● Your goal
Will you quote only the lines starting at the one that contains "The component shall indicate each instance of the residential" and ending with the last line of the listing below, inclusive?

(Records from a dataset)
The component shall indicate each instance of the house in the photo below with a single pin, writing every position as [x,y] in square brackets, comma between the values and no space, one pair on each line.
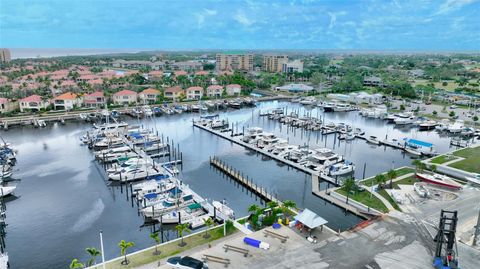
[174,92]
[372,81]
[214,91]
[125,97]
[234,89]
[96,99]
[66,101]
[194,93]
[8,105]
[32,103]
[149,96]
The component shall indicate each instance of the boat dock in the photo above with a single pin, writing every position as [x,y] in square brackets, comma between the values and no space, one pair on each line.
[239,177]
[227,136]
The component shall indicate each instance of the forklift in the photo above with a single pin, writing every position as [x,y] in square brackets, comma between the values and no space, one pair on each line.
[446,257]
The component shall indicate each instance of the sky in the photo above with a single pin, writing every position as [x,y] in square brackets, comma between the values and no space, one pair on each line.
[449,25]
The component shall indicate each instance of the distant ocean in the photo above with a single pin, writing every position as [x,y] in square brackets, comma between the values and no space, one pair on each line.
[22,53]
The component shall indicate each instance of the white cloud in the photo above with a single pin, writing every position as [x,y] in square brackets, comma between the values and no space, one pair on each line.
[452,5]
[203,14]
[241,18]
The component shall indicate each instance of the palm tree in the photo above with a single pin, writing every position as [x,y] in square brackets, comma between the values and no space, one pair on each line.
[254,208]
[208,222]
[348,186]
[182,228]
[124,245]
[380,179]
[93,252]
[288,204]
[155,238]
[392,173]
[272,204]
[76,264]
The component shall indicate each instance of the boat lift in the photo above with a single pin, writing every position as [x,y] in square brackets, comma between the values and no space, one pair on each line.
[446,257]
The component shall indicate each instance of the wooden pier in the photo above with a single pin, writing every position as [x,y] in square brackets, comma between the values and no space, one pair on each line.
[239,177]
[297,166]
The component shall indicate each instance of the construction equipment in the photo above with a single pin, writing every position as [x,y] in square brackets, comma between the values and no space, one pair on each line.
[446,257]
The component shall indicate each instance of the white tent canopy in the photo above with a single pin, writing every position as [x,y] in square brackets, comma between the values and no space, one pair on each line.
[310,219]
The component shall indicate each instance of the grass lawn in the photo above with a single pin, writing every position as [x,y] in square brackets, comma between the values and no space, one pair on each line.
[168,249]
[364,198]
[442,159]
[405,181]
[389,198]
[400,172]
[471,162]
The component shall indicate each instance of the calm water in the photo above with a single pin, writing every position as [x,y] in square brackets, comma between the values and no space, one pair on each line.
[63,200]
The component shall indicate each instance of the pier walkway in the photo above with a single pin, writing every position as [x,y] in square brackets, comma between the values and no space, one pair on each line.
[226,135]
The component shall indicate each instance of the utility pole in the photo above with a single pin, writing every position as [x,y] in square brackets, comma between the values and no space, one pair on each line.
[477,230]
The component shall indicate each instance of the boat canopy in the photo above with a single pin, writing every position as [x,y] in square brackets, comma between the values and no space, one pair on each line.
[417,143]
[310,219]
[195,206]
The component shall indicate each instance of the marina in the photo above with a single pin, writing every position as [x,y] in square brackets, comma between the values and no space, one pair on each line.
[93,203]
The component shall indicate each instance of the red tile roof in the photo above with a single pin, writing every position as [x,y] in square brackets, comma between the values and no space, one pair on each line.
[125,92]
[31,98]
[66,96]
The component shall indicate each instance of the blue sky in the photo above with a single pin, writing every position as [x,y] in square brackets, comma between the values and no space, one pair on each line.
[234,24]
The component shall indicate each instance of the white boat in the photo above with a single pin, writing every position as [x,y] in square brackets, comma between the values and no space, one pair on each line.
[322,158]
[223,210]
[6,190]
[340,169]
[252,135]
[372,140]
[421,190]
[456,127]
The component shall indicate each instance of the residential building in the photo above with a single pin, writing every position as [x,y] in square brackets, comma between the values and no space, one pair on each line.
[125,97]
[297,88]
[66,101]
[174,93]
[96,99]
[8,105]
[274,63]
[194,93]
[32,103]
[5,56]
[234,61]
[214,91]
[149,96]
[372,81]
[292,67]
[234,89]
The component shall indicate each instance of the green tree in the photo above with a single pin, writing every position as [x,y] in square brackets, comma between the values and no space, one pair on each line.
[181,229]
[391,174]
[380,179]
[76,264]
[93,252]
[348,186]
[124,245]
[209,223]
[155,238]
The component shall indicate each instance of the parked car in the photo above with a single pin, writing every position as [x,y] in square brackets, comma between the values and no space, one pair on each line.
[186,262]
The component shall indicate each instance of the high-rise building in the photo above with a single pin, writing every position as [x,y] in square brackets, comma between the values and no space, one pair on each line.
[293,66]
[5,56]
[234,61]
[274,63]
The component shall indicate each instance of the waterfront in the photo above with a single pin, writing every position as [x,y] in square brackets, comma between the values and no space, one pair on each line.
[64,201]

● Solution to this task
The component shall indicate each instance of the residential building in the photo above with a single pin, writing every position as [x,y] in square brackets, comma between the values and no space, one pair on each line.
[125,97]
[297,88]
[66,101]
[174,93]
[96,99]
[8,105]
[274,63]
[194,93]
[32,103]
[5,56]
[234,61]
[214,91]
[149,96]
[372,81]
[292,67]
[234,89]
The component shall indicate each instance of the green tree in the photo above with a single pin, writing every position as [x,y] in square brackets, comma between the values and no space, one pair on each line.
[181,229]
[391,174]
[380,179]
[76,264]
[93,252]
[348,186]
[124,245]
[209,223]
[155,238]
The component shall indicate each instance of the parked car in the photo above with a single pin, writing every position as [x,y] in square brackets, comma between the values and no space, one pair on each line.
[186,262]
The component shall indicate each instance of the high-rise building in the photo above with a single pin, writing every position as [x,y] in square brackets, comma between the values and no space, one pair on each line.
[293,66]
[5,56]
[234,61]
[274,63]
The component shall indicate each instance of the waterfront in the photo above with a single pin, writing every position as [x,y] in square brackets, comma between the values and no space, one pair on each line.
[64,201]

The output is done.